• The problem: Take the line containing "Category: purple tuxedo jacket" and every line after it in the data below, and print them exactly as given, with nothing else.
---------- Input for this task ----------
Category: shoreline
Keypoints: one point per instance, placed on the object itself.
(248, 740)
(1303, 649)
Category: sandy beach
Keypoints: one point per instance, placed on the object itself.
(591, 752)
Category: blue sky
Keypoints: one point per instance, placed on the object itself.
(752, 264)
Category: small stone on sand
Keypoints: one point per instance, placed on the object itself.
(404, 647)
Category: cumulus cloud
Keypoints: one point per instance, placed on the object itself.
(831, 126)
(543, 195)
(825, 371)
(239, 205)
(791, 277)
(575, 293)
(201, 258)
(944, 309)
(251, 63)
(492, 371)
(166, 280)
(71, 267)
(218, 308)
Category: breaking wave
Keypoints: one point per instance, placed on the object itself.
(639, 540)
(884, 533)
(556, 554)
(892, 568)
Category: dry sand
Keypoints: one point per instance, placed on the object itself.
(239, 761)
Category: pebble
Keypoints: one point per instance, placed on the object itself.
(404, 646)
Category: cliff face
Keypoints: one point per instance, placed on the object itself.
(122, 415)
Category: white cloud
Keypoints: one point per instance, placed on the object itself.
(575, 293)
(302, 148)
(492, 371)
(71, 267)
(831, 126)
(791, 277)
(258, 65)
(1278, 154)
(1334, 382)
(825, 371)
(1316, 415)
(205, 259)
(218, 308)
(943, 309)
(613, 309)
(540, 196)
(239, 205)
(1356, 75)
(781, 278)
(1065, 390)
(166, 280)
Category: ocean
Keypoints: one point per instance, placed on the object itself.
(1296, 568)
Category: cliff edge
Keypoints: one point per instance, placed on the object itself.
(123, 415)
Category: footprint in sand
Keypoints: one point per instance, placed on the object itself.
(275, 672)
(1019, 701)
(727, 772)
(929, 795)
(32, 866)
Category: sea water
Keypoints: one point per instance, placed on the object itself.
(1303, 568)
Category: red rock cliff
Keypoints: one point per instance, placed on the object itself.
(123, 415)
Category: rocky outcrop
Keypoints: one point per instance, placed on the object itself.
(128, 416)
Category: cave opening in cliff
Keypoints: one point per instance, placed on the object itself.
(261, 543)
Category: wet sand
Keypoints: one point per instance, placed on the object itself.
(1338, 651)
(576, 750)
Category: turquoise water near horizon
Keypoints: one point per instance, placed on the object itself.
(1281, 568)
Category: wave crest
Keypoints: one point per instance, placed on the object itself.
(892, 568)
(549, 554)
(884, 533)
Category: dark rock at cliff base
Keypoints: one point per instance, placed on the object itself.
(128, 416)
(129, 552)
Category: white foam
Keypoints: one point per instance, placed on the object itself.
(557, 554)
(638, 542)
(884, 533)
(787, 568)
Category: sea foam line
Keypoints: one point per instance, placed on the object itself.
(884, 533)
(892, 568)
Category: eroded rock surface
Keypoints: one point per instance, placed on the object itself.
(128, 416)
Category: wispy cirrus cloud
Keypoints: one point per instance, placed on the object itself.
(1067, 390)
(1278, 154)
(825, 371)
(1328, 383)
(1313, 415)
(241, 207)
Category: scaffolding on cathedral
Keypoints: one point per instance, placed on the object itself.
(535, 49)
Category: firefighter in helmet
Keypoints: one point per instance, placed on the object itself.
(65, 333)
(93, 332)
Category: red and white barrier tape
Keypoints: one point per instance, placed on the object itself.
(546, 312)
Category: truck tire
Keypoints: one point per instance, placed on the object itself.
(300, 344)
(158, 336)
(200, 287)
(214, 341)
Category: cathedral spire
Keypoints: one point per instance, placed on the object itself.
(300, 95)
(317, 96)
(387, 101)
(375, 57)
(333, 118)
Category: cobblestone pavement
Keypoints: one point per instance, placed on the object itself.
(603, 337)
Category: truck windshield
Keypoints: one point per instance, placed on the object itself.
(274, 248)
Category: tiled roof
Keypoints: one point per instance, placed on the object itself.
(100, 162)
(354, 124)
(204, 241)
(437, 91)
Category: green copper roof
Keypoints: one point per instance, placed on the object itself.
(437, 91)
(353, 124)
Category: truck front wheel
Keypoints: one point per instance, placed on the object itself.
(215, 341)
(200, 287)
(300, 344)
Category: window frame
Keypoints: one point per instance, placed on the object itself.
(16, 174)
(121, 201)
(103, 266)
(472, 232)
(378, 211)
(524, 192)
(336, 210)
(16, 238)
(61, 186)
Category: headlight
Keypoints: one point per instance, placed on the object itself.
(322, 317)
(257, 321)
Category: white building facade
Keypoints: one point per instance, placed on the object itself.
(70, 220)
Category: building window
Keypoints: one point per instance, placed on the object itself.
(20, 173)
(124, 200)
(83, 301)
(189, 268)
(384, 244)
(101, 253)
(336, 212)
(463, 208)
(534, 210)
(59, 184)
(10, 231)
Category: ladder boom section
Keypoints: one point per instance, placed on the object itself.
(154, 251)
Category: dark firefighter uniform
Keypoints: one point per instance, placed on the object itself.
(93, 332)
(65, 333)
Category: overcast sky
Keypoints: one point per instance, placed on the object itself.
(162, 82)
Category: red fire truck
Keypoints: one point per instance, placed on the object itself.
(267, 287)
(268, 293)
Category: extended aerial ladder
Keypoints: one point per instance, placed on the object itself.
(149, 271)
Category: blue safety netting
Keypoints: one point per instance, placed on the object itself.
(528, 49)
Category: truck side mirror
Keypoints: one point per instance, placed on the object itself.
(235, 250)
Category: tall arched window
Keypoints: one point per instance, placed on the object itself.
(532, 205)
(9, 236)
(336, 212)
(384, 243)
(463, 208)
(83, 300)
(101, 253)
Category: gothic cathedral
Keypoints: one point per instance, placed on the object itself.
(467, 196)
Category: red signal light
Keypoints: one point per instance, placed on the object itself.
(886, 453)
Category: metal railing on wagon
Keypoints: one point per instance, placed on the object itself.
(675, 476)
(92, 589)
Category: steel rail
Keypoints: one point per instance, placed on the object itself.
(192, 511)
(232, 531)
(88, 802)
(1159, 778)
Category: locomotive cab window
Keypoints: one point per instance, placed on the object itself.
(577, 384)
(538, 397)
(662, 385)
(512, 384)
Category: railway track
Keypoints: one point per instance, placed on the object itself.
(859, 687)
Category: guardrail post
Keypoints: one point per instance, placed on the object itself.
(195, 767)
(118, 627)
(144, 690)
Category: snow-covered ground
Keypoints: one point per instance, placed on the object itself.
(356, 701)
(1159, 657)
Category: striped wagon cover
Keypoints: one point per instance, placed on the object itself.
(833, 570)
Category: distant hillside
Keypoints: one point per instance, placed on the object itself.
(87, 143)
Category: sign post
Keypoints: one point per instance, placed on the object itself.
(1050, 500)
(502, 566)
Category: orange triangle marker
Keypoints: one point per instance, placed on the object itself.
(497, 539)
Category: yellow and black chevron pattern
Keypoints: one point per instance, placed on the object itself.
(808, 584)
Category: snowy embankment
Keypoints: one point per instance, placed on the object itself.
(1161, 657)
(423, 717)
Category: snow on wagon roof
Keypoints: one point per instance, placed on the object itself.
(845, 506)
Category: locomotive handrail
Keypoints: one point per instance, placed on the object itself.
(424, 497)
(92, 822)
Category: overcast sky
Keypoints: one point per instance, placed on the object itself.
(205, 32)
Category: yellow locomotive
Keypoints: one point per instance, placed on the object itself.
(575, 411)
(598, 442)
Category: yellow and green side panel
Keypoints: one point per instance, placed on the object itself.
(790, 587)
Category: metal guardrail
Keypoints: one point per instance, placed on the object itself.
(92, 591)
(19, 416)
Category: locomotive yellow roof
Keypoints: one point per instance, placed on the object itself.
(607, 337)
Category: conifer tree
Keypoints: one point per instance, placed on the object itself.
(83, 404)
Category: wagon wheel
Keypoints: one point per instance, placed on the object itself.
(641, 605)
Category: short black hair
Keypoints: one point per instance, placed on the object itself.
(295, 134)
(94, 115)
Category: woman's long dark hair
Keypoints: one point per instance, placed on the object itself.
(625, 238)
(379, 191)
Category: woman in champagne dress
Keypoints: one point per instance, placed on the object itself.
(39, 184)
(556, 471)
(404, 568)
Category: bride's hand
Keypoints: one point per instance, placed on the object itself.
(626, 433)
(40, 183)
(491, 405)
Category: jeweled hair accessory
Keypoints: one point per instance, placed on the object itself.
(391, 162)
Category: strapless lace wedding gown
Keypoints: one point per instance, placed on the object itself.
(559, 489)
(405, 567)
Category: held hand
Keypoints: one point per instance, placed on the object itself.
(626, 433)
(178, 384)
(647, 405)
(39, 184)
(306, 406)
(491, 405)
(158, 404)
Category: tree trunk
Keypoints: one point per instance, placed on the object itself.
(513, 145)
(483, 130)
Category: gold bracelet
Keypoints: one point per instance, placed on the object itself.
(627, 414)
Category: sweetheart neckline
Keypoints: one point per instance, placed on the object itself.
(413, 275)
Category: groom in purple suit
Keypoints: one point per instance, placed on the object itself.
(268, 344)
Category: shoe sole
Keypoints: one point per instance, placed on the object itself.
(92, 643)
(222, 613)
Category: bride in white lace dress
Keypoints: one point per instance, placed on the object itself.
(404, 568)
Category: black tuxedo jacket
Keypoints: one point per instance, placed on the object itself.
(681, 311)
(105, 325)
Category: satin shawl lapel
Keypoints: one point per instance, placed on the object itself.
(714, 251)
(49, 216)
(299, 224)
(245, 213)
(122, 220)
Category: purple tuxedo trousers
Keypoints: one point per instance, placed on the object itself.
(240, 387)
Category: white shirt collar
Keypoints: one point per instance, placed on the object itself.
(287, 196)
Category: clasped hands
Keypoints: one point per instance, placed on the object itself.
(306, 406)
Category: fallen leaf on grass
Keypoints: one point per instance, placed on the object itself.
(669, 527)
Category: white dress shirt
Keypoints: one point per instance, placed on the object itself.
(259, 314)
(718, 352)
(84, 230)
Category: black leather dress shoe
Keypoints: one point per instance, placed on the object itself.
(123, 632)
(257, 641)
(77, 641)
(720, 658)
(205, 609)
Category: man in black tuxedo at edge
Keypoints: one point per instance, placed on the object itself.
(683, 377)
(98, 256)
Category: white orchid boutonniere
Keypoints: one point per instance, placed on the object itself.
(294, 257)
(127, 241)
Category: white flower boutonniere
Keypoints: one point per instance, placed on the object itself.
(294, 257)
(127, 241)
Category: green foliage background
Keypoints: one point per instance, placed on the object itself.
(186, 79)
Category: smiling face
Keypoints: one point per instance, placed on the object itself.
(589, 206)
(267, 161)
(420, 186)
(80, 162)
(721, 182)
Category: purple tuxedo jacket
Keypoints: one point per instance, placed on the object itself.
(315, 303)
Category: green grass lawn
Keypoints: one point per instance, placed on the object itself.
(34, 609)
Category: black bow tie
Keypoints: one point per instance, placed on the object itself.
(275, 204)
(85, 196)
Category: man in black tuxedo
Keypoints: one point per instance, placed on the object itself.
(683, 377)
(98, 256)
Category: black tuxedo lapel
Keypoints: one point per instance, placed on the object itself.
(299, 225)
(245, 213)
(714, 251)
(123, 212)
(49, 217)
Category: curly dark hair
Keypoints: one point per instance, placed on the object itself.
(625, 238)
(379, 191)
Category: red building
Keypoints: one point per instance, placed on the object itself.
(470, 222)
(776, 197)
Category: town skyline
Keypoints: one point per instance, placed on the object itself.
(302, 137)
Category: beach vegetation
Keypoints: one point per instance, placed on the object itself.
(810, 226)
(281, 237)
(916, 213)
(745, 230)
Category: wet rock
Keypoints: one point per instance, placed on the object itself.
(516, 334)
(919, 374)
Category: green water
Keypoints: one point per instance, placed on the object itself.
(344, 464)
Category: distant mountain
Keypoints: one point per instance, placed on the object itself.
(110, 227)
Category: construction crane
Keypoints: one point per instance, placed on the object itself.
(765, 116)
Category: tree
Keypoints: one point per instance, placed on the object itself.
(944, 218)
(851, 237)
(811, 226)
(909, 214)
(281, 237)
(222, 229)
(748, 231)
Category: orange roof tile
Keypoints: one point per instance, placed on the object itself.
----------
• Task response:
Category: purple tuxedo jacket
Keypoints: one point per instance, placed on the object itself.
(315, 303)
Category: green grass lawn
Keypoints: one point per instance, placed on the object itself.
(34, 609)
Category: black bow tie
Keypoints: one point per instance, placed on the object itself.
(275, 204)
(85, 196)
Category: man in black tuxedo
Keypoints: one point per instance, placed on the object itself.
(683, 377)
(98, 256)
Category: black tuxedo lapel
Keypoints: one point per instance, placed on the object itself.
(299, 225)
(245, 213)
(714, 251)
(123, 212)
(49, 217)
Category: curly dark hair
Keypoints: one point per instance, placed on the object itself.
(625, 238)
(379, 191)
Category: red building
Keypoints: one point per instance, placed on the object itself.
(470, 222)
(776, 197)
Category: town skyline
Keypoints: one point per instance, placed on the object itself.
(302, 137)
Category: beach vegetation
Keypoints: one point per instance, placed on the object itself.
(810, 226)
(281, 237)
(916, 213)
(745, 230)
Category: wet rock
Keypoints: one point per instance, placed on the object itself.
(516, 334)
(919, 374)
Category: green water
Keypoints: one point per instance, placed on the object itself.
(344, 464)
Category: distant mountain
Keypoints: one point per instance, placed on the object itself.
(110, 227)
Category: construction crane
Keypoints: one point per instance, placed on the object itself.
(765, 116)
Category: tree
Keypoints: one point per instance, placed on the object itself.
(944, 218)
(851, 237)
(811, 226)
(909, 214)
(281, 237)
(222, 229)
(748, 231)
Category: orange roof tile
Keypoints: one point per instance, placed on the object itself.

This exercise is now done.